# ASSIGNMENT
Repeat each entry as written, dropping any picture you find.

(Natural language region descriptions)
━━━━━━━━━━━━━━━━━━━━━━━━━━━━━━

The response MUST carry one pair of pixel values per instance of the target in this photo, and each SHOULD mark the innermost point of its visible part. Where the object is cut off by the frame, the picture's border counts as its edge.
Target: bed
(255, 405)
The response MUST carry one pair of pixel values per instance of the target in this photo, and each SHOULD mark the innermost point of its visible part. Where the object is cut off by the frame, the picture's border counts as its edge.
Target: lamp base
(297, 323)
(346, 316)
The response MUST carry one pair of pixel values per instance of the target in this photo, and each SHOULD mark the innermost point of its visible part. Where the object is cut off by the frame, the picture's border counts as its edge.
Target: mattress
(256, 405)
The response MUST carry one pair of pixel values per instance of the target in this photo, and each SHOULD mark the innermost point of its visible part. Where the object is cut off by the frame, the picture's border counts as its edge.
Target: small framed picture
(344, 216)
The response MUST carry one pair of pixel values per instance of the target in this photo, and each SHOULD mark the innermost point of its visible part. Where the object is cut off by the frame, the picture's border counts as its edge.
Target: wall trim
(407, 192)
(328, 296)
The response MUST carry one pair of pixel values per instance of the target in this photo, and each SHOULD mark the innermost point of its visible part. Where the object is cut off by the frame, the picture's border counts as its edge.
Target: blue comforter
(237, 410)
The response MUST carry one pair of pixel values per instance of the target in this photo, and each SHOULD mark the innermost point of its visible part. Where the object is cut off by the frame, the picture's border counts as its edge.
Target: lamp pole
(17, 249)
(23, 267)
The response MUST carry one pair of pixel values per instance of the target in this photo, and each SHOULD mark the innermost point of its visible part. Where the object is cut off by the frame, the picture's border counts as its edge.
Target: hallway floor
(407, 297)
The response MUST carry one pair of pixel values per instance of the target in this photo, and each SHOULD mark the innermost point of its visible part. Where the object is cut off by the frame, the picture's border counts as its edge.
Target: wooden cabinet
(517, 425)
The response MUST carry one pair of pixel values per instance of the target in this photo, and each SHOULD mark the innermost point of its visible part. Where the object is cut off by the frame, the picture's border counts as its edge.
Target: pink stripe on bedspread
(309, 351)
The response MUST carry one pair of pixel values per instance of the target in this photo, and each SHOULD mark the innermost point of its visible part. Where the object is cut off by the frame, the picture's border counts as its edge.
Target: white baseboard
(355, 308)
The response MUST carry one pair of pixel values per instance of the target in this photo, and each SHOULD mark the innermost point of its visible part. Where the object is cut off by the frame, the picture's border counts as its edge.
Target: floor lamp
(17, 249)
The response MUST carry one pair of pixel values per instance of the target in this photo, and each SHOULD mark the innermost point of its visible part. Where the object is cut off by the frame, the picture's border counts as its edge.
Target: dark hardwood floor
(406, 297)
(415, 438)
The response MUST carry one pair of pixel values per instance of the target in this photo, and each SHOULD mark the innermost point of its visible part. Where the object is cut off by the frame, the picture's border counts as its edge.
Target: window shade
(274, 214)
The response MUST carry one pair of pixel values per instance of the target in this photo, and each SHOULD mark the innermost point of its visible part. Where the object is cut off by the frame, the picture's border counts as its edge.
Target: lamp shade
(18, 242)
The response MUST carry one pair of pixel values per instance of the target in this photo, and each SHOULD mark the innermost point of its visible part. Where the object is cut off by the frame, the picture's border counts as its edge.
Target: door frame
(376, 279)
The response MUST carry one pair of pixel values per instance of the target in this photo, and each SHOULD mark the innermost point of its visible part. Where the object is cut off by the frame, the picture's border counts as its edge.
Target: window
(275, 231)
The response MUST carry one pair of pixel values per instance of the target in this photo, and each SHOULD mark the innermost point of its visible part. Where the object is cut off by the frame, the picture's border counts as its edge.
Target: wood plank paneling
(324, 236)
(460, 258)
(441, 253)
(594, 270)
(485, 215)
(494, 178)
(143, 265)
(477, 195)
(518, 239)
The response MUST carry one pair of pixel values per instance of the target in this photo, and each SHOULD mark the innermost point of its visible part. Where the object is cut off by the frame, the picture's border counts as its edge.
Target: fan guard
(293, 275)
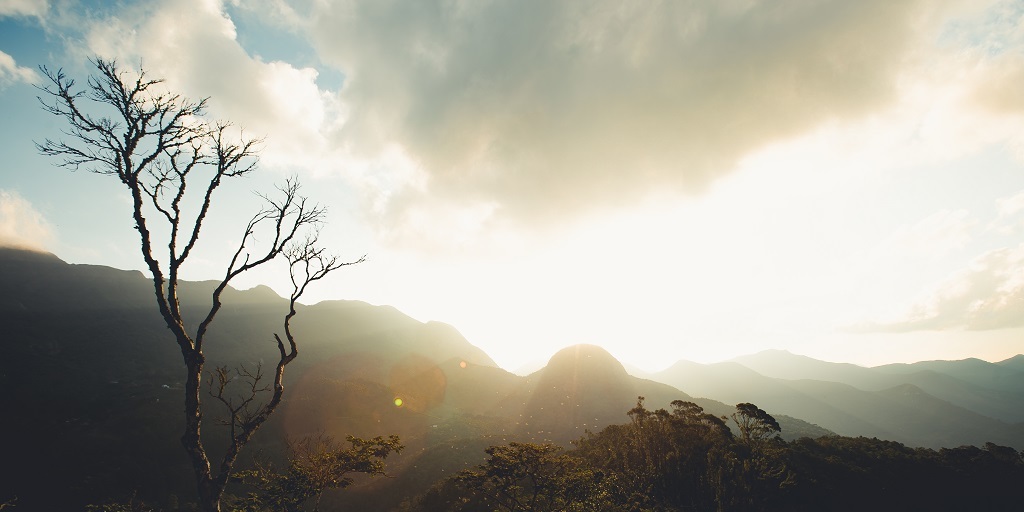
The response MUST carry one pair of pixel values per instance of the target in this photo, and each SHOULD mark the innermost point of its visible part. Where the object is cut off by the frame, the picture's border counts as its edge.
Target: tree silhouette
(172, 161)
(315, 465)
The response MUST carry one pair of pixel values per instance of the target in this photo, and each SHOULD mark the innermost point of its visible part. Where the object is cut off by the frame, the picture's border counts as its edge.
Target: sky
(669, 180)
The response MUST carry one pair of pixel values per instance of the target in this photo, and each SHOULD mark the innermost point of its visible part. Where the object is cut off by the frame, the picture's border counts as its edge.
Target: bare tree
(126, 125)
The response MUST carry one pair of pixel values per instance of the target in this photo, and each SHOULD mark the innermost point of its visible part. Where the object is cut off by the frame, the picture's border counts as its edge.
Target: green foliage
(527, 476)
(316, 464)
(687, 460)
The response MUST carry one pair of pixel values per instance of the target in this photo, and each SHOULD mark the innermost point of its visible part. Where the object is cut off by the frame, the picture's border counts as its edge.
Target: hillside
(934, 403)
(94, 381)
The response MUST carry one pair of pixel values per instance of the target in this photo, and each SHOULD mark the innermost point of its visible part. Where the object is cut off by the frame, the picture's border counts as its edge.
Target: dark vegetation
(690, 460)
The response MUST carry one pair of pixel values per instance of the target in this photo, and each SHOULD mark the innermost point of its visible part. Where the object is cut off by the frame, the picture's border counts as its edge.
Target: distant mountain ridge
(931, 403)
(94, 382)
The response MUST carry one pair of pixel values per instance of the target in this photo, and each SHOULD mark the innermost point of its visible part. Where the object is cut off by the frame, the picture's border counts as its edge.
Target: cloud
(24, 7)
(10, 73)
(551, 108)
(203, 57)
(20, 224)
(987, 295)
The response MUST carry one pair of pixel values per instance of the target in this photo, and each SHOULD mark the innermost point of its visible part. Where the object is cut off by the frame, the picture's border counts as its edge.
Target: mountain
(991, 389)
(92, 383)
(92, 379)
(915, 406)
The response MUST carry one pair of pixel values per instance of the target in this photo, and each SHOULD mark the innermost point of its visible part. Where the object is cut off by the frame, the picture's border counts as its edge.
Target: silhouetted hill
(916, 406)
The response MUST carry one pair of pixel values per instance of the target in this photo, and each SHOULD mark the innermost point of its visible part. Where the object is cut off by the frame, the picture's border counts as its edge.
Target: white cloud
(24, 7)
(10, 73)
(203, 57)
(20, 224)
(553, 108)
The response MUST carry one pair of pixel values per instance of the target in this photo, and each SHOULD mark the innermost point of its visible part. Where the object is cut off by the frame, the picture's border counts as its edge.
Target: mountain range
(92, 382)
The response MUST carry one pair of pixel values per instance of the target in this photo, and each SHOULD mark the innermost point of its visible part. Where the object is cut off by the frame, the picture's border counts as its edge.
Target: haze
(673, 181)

━━━━━━━━━━━━━━━━━━━━━━━━━━━━━━

# COMPLETED TASK
The response MUST carry one pair of pixel values per instance of the target in this photo, and each SHOULD mark the innermost point of its visible part. Where the object is cut off by the frame, the picture's border counts as its edge.
Target: bed
(255, 405)
The response MUST carry one pair of pixel values per instance of the target in this photo, and each SHOULD mark the innermost point of its visible part. Where the object is cut off by the frame, the picture's border counts as its edge.
Target: lamp base
(297, 323)
(346, 316)
The response MUST carry one pair of pixel values per instance of the target in this photo, and each SHOULD mark the innermost point of its visible part. Where the object is cut off by the frame, the picture's border counts as its edge.
Target: mattress
(256, 405)
The response MUST carry one pair of pixel values per instance of the target in this photo, and each SHOULD mark the innermost point of its visible part. Where the object is cut off by the frame, the picture's border counts as its edge.
Target: small framed picture
(344, 216)
The response MUST carry one pair of pixel values per instance of the target in this photo, and each SHOULD mark the innermost point of its visible part. Where the object is cut off by the frame, the picture's border counts as its edge.
Target: wall trim
(407, 192)
(328, 296)
The response MUST carry one pair of pixel values per instance of the target in this photo, and each SHOULD mark the innermost point of its visible part. Where the object is cut off by the frame, the picture's border counts as its edge.
Target: blue comforter
(237, 410)
The response MUST carry one pair of pixel values per instance of the target in this photo, and each SHOULD mark the innermost point of its visible part. Where the object is cut off by the frame, the picture's border counts as its edge.
Target: lamp pole
(17, 249)
(23, 267)
The response MUST carry one pair of pixel values per instance of the target in this photo, and each SHOULD mark the innermost point of its visible part. Where the object is cut off by the frame, the picture's border counts as its edge.
Target: hallway floor
(407, 297)
The response MUST carry one pair of pixel values per instance of the target in this photo, and each SHOULD mark the innermost point of its visible part. Where the object is cut off by the frame, the picture's border counts as its edge.
Target: wooden cabinet
(517, 425)
The response MUST carry one pair of pixel values per instance of the target in this photo, and each SHOULD mark the innermost point of its visible part. Where the object is cut off by the frame, the picture's border counts as its edge.
Target: pink stripe on bedspread
(309, 351)
The response MUST carry one pair of pixel values per instance of the target in this photo, and each SHOULD mark the innermost point of its visible part. Where the object is cut off by the frame, the picture's border counts as its edge.
Target: white baseboard
(355, 308)
The response MUST carry one pair of pixel values per instance of the target in this photo, and each SHOULD mark the innermost point of its visible part. Where the object is cut off by the frame, the picture's border counts as its edge.
Target: floor lamp
(17, 249)
The response MUST carry one pair of pixel values per instance of the target in this photo, and each SHOULD mark the innermost point of its visible part. Where the object is cut off by the frame, the picture's border counts as its edge.
Target: dark hardwood floor
(406, 297)
(415, 438)
The response MUST carry one pair of pixel values per instance of the target in this photo, and each SHOULD mark the innermost point of its visible part. Where the object is cut off by the frame, the picture's border counts as its edge.
Target: window shade
(274, 214)
The response MUST carry one pair of pixel values per instance of the target in this photo, and each SHOULD mark the innermost point of its visible part. Where the object is cut off by the frame, the picture's border counts as its edge.
Target: lamp shade
(18, 242)
The response MUST carry one pair of pixel values per instance of the target in this photo, and each SHOULD mark the innermost point of its visible part. Where the object is cut off by the frame, the picture's border counts as its edge.
Target: door frame
(376, 279)
The response MUST carry one pair of pixel values per instance of the target in this photo, and each SHOULD mark the innermost point of its visible part. Where the object is cut off by the frame, the picture's border counts as its edge.
Target: window
(275, 231)
The response MUST carry one pair of pixel values per instance of the target in this photo, and each SHOULD mark the innermost point of its visible part. Where the object is cut off by the frame, the picture's border counts as its edge.
Target: wood plank paneling
(324, 236)
(460, 258)
(441, 253)
(594, 270)
(485, 215)
(494, 178)
(143, 265)
(477, 195)
(518, 239)
The response MUST carry one pair of pixel values per instance of the target in this photo, and each SHOULD mark the innermost point of its visible part. Where the object is cut off by the frame, the picture's border counts as its edge.
Target: fan guard
(293, 275)
The response MUST carry one pair of pixel values per instance of the target in this photo, and each SHOULD mark the innermost point of its visible part. Where the object is cut off by the frame, the picture's border counts as its edge.
Target: tree silhouette
(172, 161)
(315, 465)
The response MUST carry one pair of pixel values per instance of the target in this photo, and each SHOULD mark the innermost point of its visible part. Where the object is cut off by the frame, the picture's border counts as its edge.
Target: sky
(669, 180)
The response MUST carry one pair of pixel values per instance of the target in this photo, and each SHOULD mark the innermost point of its visible part. Where the object is cut off by the frame, the picture's border counts as its edge.
Target: bare tree
(126, 125)
The response MUST carry one pair of pixel values per instance of the target in this photo, and each SHOULD mark the innermost point of its visible part. Where the object is cut off by the frame, the picture's border counts as its edge.
Target: green foliage
(527, 476)
(316, 464)
(687, 460)
The response MUST carry one pair of pixel values per instance of the target in this photo, and each SHOULD mark the innermost point of its visible part. Where the object is cut off by the frame, the picture's border counts as its edge.
Target: hillside
(934, 403)
(94, 381)
The response MUST carry one pair of pixel values per instance of the target in this photo, and each SHOULD mark the innermost point of its visible part. Where the object is cut off by the frame, the picture's border counts as its edge.
Target: dark vegetation
(690, 460)
The response MUST carry one pair of pixel values per instance of the target in this photo, and each SHOULD mark the innermost point of its visible part. Where the object is cut off by the frame, the picture's border counts as its edge.
Target: distant mountain ridge
(931, 403)
(94, 382)
The response MUST carry one pair of pixel values per instance of the target in this photo, and each SHOULD mark the innermost point of its visible part. Where the object is cut off by the frame, the picture's border counts as its edge.
Target: cloud
(24, 7)
(10, 73)
(551, 108)
(203, 57)
(20, 224)
(987, 295)
The response MUST carry one pair of pixel values per instance of the target in this photo, and each SHOULD mark the innermost point of its visible part. Where the object is cut off by the frame, the picture's border counts as its edge.
Target: mountain
(991, 389)
(92, 383)
(92, 379)
(915, 406)
The response MUST carry one pair of pixel values per instance of the target in this photo, and each SHOULD mark the innermost point of its visible part. Where the object is cut off by the frame, the picture's border counts as its edge.
Target: silhouetted hill
(916, 406)
The response MUST carry one pair of pixel values per instance of the target in this photo, and each SHOULD mark the innermost point of its visible part. Where the object is cut off by the frame, the picture's border counts as its edge.
Target: white cloud
(24, 7)
(10, 73)
(203, 57)
(20, 224)
(553, 108)
The response MUST carry one pair of pixel values per instance of the target in this photo, and each SHOULD mark the innermost point of its visible part. Where the object is cut off by the frame, the picture's border counts as its edge.
Target: mountain range
(92, 382)
The response MUST carry one pair of pixel values per instance of the target in this photo, and each SHOULD mark the innermost point of its visible part. Where the object is cut off by the frame, the picture's border counts as its edge.
Target: haze
(673, 181)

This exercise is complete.